Your task: According to the Word-Of-the-Week text on ownership, what did Joe usually ask a co-worker or supervisor when he could not complete a task by the time they wanted it?
Reading text Block Start
Word-Of-the-Week #736: Ownership

September 13, 2018 by · Comments Off on Word-Of-the-Week #736: Ownership 

Ownership –holding yourself accountable for your actions and how you do your job. 

Are you always accountable for your actions? How easy is it for you to admit when you’ve made a mistake?

This week long time friend and subscriber Joe (who is not a CEO) shares his thoughts from last week’s WOW on being accountable at work.

“I have been fortunate in my workplace experience that my co-workers could depend on what I said and what I did. Also, when I said something, I meant it. 

However, when I knew that I could not have something completed when it was needed by a co-worker or supervisor, I was forthright in telling them that I could not complete the task when they wanted it. In those cases, I usually asked when their drop-dead deadline was, when they absolutely, positively had to have it done. I then took care of whatever it was in a timely fashion. The key was to be upfront about what could be completed and when. 

One thing my wife and I are is decisive. When we are presented with a situation we look at the pros and cons and make a decision. Not a rush to judgment, mind you, but a clearheaded yes or no when time was tight. Indecision leads to wasted time and money in the workplace. Don’t go back and forth on how something should or should not look or have to start from scratch. That way you won’t get anything done. And as you know, Susan, that is too many businesses today.
Reading text Block End
Data provided Block Start
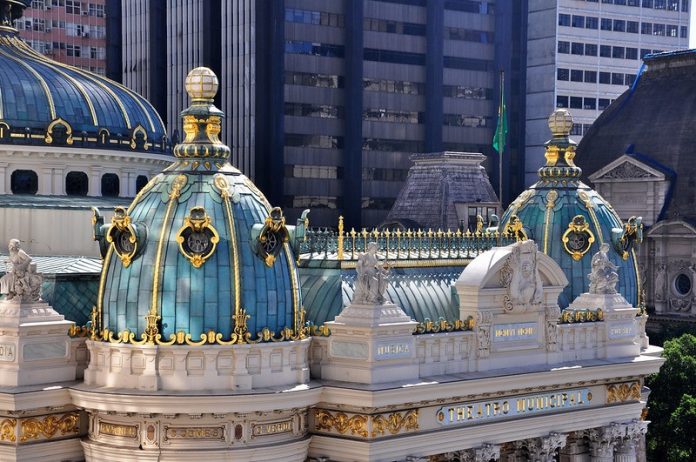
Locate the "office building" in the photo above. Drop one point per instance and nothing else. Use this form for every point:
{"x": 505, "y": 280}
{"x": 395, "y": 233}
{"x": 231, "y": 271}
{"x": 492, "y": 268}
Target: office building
{"x": 583, "y": 54}
{"x": 327, "y": 101}
{"x": 68, "y": 31}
Data provided Block End
Solved exercise: He asked when their drop-dead deadline was, meaning when they absolutely, positively had to have it done.